What you are asked to do – Report every line in the listing below that contains the string "negative".

***** Data to examine

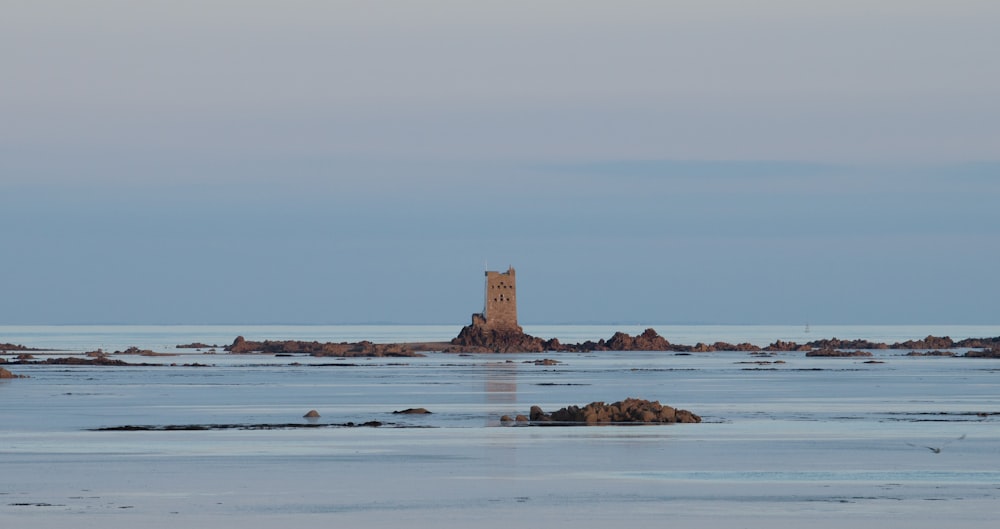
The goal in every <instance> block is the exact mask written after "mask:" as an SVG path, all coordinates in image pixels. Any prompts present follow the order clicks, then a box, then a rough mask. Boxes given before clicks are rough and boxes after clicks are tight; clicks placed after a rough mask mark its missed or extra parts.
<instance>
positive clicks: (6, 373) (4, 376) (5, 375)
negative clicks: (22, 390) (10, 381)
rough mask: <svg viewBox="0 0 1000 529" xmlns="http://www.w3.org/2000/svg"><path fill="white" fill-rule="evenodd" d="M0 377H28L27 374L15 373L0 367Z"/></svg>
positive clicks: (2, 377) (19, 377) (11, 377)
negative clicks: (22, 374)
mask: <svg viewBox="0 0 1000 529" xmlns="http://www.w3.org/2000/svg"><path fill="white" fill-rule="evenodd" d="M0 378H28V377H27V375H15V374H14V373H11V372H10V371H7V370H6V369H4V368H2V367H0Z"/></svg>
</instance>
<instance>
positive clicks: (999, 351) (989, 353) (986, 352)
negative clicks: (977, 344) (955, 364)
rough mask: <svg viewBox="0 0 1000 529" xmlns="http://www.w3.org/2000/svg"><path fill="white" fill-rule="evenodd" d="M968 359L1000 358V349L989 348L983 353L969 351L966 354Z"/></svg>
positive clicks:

**********

Exercise answer –
negative clicks: (22, 390) (10, 381)
negative clicks: (22, 374)
negative clicks: (977, 344) (955, 364)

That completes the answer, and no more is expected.